#### Exercise task
Rescale the items from the line with "Target: tourist" to the line with "[(344, 150)]", both included: reproduce every line in that range, requests included, multiplying each coordinate in the answers by 1.45 and rounding to whole numbers, with halves rounded up. Output only those lines.

★ ★ ★

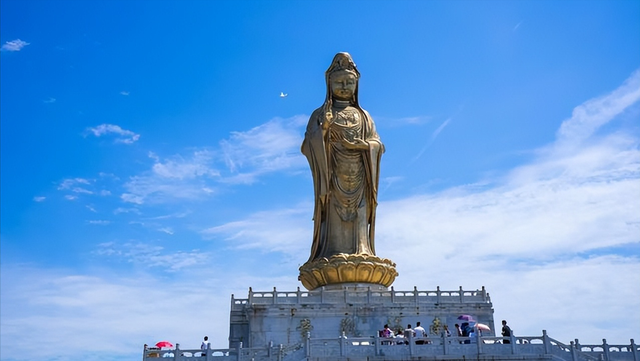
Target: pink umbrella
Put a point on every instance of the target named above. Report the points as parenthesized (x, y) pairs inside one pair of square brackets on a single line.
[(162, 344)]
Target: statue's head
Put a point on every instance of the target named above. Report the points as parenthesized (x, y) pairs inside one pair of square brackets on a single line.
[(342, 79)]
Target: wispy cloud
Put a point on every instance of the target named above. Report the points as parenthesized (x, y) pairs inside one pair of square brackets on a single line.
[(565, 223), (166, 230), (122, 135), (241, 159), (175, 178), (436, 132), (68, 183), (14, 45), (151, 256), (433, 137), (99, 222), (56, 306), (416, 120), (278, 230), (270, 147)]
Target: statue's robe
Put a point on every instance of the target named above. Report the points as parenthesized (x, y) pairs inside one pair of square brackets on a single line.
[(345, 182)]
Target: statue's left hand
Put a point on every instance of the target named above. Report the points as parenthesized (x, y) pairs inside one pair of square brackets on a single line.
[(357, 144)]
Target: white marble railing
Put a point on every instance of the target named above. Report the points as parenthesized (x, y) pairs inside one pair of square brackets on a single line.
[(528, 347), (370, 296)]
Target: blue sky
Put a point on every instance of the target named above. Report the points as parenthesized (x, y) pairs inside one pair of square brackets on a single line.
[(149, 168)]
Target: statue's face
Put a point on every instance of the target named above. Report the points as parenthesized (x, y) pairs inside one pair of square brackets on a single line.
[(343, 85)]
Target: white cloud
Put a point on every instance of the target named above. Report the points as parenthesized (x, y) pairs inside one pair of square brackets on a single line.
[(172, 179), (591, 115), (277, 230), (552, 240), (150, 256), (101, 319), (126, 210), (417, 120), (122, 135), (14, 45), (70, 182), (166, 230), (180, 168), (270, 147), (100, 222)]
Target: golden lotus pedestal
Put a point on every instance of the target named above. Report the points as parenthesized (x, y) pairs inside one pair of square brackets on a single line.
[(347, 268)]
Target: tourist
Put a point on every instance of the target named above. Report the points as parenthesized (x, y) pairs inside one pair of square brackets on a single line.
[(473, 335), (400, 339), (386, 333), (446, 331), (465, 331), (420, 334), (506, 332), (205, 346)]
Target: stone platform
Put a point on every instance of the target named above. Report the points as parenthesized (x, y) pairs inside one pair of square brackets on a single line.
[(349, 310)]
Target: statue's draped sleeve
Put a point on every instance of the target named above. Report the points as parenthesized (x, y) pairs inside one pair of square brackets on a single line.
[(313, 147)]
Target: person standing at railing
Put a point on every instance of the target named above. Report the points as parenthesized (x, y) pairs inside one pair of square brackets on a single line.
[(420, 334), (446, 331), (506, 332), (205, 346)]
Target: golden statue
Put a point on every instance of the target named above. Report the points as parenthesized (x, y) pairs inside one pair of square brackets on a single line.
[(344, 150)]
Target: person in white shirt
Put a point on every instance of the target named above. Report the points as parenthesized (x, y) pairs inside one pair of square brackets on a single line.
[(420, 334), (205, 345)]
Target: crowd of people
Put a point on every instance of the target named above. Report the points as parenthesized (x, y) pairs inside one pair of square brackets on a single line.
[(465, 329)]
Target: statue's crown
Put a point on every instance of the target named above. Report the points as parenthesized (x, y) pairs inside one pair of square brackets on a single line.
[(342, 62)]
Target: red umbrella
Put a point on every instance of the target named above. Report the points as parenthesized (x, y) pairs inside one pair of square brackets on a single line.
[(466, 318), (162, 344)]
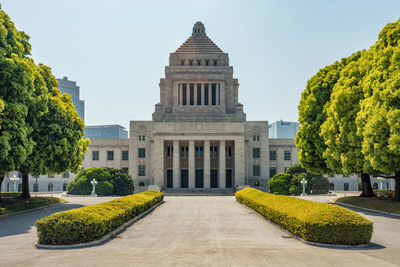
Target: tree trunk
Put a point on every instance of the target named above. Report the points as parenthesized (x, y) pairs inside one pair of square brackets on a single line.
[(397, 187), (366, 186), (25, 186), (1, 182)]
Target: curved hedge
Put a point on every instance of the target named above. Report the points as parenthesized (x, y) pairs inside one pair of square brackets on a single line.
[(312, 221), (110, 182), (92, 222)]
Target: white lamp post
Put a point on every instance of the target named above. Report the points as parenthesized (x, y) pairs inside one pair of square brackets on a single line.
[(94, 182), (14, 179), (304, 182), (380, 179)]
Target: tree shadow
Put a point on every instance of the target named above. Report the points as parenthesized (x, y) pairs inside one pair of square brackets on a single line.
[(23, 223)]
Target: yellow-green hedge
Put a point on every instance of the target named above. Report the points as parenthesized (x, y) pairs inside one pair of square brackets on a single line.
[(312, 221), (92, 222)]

★ ★ ★

#### Solution to this problem
Target: tourist
Put a point on every instance of the target named above. Report the points as parenthesized (x, y) pairs inside one pair of square brackets on a single line.
[(686, 486), (580, 492), (560, 483), (647, 480), (674, 480), (609, 484), (734, 481), (297, 502)]
Target: stone platform
Put a point on every instance of the target named above. Report the points as parenthesized (x, y) pairs inside one pair of square brackets on a single line.
[(506, 450)]
Target: statue's draped sleeve
Put a point on every instance of the target named above. Report the points as parenthesized (x, y) pairs inside one pair of square brackets on a single line.
[(454, 213)]
Target: person standing at railing
Put a point on every instance of the target named above. Report the points as parenthesized (x, y) pairs inside one pair of square brackets on a single line.
[(609, 484), (647, 480), (734, 481), (297, 502)]
Target: golden statue
Put a point on every instance of the target named above. Report the points as parenthesized (x, y) pairs inside one pair of square brackets on a single line.
[(499, 218)]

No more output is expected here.